■ **WHAT IS ASKED**
Reproduce word for word the stretch of the passage on movement in animation that begins with the words "In fact, Art" and ends with "music or painting.".

Movement in Animation
Three-layer animated composite

FIRST, A QUEST.

The image above, if carefully examined, displays three differently animated levels distinguishable by their relation to velocity and, by consequence, Time. This animation device has been used to display certain feelings in a much clearer way: her face is animated carefully and slowly, every frame is fluid, to inspire serenity and placidness. Her hair is animated frantically, with frames leaping between animation with little fluidity, alluding to a chaotic exterior and high intensity movement. The background, although blurred, also happens at a time different from the other two layers, presenting a both static and simultaneously – moving – backdrop. This allows for a certain displacement through the fluidity of our space, allowing Art to perforate the emotional human sensors without replicating at all what those sensors are used to, by thematic association. Our world feels much like that of the animation, it constantly moves, yet we cannot fully absorb all it’s evolutions and changes, in turn, accounting for a hollow movement that we can only relay through “mental bookmarks”, like special occurrences, producing a more stop-still version of reality (similar to the one animated above), instead of flowing realistic approach to time.

In fact, Art has a plethora of examples using different composite time frames to convey a sense of “overlook” or “outlander” sentiment among its viewers, mainly present in sensorial arts like music or painting.

To literature – an Art intimately connected with the frugality of time and how it can be controlled within its frames – this device most likely has been used, but never deeply explored. In this first edition of poetry lab, I will attempt to harness my marginal composing experience to translate those planes of time dissonance into the realm of poetry. As I’ve done a good amount of experimental poems in my short time here, I’ve never taken the time to explain the processes or missions behind those experiments, and now I’m headstrong on taking you on my composing journey:


SECOND, A THOUGHT.

First, we need to figure out how to distend time properly within a written line of text. Poetry, by its very sonorific nature, makes this superficially easy by use of verse length and syllabic control:

I dreamt of latent love, yet within, darkness still reigns unkind, (11 words, 15 syllables)

■ **SOURCE MATERIAL**
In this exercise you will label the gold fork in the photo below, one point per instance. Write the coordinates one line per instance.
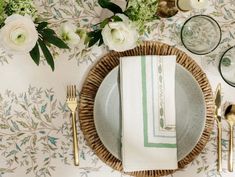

■ **REPLY**
In fact, Art has a plethora of examples using different composite time frames to convey a sense of “overlook” or “outlander” sentiment among its viewers, mainly present in sensorial arts like music or painting.